Artikel:
☆ ☆ ☆ ☆
De Turkse Onafhankelijkheidsoorlog (1919-1922) staat ook bekend als de Grieks-Turkse Oorlog. Hoewel de felle strijd tussen de Griekse en Turkse troepen centraal in de oorlog stond, vochten de Turken ook tegen verscheidene andere legers. De onafhankelijkheidsstrijd volgde kort na de Eerste Wereldoorlog, waarin het Ottomaanse Rijk als bondgenoot van Duitsland vocht aan de kant van de Centralen.1 Zij verloren de oorlog en werden zwaar gestraft. In het Verdrag van Sèvres (1920) werd het Ottomaanse Rijk verdeeld onder de overwinnaars van de oorlog, de Entente. Slechts een deel van Anatolië werd gereserveerd voor een nieuwe Turkse staat.
☆ ☆ ☆ ☆
De items:
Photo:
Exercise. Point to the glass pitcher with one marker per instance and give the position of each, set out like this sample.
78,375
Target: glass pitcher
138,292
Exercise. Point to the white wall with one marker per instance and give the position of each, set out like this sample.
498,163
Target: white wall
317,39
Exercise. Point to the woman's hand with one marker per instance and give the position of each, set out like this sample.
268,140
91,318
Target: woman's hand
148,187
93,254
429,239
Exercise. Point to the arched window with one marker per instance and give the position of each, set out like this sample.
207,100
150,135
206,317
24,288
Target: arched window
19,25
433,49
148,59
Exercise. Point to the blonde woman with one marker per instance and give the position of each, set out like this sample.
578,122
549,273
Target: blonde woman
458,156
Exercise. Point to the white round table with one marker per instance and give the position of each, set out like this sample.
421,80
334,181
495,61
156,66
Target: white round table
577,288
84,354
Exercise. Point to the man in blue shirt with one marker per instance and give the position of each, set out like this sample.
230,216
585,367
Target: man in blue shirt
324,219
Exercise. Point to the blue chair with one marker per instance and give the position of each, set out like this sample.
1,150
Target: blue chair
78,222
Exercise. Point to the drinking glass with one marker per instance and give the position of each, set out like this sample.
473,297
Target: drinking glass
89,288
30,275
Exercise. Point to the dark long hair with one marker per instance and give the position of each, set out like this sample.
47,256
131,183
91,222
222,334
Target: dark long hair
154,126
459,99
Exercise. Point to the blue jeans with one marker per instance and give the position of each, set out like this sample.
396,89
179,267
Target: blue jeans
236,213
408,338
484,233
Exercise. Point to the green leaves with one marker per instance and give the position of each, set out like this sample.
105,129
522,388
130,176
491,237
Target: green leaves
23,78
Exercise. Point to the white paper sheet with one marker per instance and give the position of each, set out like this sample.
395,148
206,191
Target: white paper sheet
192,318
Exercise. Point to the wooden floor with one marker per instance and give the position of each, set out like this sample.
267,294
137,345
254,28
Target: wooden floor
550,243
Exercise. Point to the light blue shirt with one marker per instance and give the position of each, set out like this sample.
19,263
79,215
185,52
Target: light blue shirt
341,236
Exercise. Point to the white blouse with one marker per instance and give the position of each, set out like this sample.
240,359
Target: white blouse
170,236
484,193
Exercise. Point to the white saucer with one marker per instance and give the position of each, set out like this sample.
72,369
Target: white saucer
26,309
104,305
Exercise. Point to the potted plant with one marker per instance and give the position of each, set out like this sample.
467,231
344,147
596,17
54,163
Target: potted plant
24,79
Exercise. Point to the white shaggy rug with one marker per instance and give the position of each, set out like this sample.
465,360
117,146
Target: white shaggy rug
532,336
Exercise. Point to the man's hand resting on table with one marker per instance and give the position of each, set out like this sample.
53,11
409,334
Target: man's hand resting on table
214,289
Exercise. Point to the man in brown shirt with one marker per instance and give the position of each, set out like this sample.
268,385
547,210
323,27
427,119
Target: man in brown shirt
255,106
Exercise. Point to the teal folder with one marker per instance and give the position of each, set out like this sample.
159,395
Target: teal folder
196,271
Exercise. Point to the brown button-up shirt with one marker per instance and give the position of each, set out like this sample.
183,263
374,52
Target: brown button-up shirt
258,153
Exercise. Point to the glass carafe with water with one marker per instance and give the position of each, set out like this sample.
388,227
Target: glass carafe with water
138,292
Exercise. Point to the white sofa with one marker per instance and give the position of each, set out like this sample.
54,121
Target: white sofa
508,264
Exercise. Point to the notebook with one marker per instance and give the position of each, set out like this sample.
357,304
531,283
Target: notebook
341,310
☆ ☆ ☆ ☆
Opdracht 1: Wijzig in de items, te beginnen bij de regel met "Exercise. Point to the potted" en doorlopend tot het einde van de items, "sofa" in "couch" en laat al het andere ongewijzigd. Geef alleen dit deel van de items.
Opdracht 2: Zet het artikel over de Turkse Onafhankelijkheidsoorlog voort na de laatste zin.
Het artikel en de items hebben niets met elkaar te maken.

Resultaat 1:
Exercise. Point to the potted plant with one marker per instance and give the position of each, set out like this sample.
467,231
344,147
596,17
54,163
Target: potted plant
24,79
Exercise. Point to the white shaggy rug with one marker per instance and give the position of each, set out like this sample.
465,360
117,146
Target: white shaggy rug
532,336
Exercise. Point to the man's hand resting on table with one marker per instance and give the position of each, set out like this sample.
53,11
409,334
Target: man's hand resting on table
214,289
Exercise. Point to the man in brown shirt with one marker per instance and give the position of each, set out like this sample.
268,385
547,210
323,27
427,119
Target: man in brown shirt
255,106
Exercise. Point to the teal folder with one marker per instance and give the position of each, set out like this sample.
159,395
Target: teal folder
196,271
Exercise. Point to the brown button-up shirt with one marker per instance and give the position of each, set out like this sample.
183,263
374,52
Target: brown button-up shirt
258,153
Exercise. Point to the glass carafe with water with one marker per instance and give the position of each, set out like this sample.
388,227
Target: glass carafe with water
138,292
Exercise. Point to the white couch with one marker per instance and give the position of each, set out like this sample.
54,121
Target: white couch
508,264
Exercise. Point to the notebook with one marker per instance and give the position of each, set out like this sample.
357,304
531,283
Target: notebook
341,310

Resultaat 2:
Elk jaar op 19 mei wordt in Turkije groots gevierd dat Mustafa Kemal Atatürk (1881-1938) op deze dag in 1919 aankwam in Samsun, een havenstad aan de Zwarte Zee. Vanaf dat moment nam hij de leiding over de Turkse verzetsbeweging op zich. In de Turkse geschiedschrijving vormt deze dag meestal het beginpunt van de geschiedenis van de Republiek Turkije. Mustafa Kemal Atatürk, de eerste president van Turkije, noemde zichzelf de inspirator én motor van de Turkse verzetsbeweging. Maar historisch gezien is dit onjuist.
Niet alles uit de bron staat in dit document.